What you will do –
Find every line in the records below that contains the string "hill", and copy each of those lines out in full. Case counts.

The data –
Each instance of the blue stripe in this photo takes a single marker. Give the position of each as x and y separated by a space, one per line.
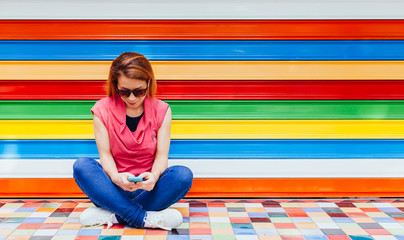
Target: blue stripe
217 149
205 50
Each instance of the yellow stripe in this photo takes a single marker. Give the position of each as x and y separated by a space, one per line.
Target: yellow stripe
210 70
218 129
==
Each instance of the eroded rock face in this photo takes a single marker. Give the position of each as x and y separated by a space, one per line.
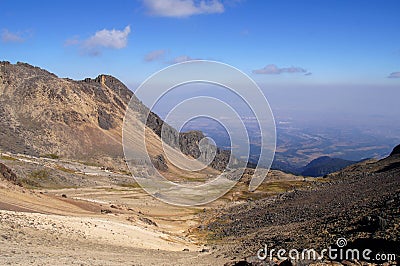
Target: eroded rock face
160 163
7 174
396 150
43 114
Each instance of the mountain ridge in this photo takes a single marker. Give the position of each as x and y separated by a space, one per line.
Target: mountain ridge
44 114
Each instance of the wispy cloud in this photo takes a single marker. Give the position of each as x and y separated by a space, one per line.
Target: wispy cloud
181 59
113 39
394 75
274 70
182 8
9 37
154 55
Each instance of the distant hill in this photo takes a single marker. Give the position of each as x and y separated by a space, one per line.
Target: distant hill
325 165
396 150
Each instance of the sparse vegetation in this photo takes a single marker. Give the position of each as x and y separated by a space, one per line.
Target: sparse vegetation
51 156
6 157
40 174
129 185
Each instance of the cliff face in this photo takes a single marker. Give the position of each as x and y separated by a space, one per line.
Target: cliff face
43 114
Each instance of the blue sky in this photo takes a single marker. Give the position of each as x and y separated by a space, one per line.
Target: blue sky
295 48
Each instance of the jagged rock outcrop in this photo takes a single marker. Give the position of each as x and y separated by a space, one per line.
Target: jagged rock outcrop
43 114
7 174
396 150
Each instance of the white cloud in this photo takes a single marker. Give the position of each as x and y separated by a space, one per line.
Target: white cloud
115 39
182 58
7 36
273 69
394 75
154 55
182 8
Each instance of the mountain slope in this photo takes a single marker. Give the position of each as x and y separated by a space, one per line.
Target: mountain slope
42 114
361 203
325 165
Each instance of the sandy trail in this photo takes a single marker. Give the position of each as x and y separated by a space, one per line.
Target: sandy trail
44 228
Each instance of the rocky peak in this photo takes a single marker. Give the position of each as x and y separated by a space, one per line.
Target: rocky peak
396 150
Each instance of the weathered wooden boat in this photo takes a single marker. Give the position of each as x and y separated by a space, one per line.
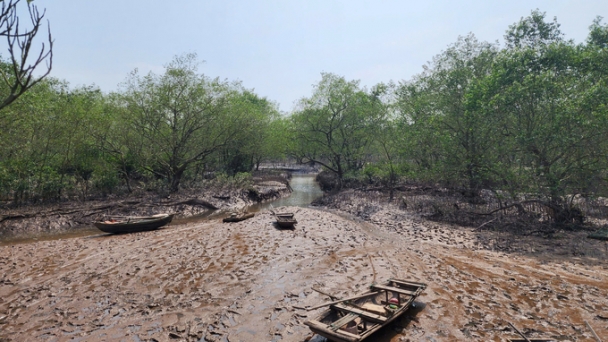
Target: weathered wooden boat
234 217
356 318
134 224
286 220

Response for this exercise –
Each instance of the distant hill in this photo takes a single marker. Give the position of each as x and y separated by a space, one per line.
Target: distant hill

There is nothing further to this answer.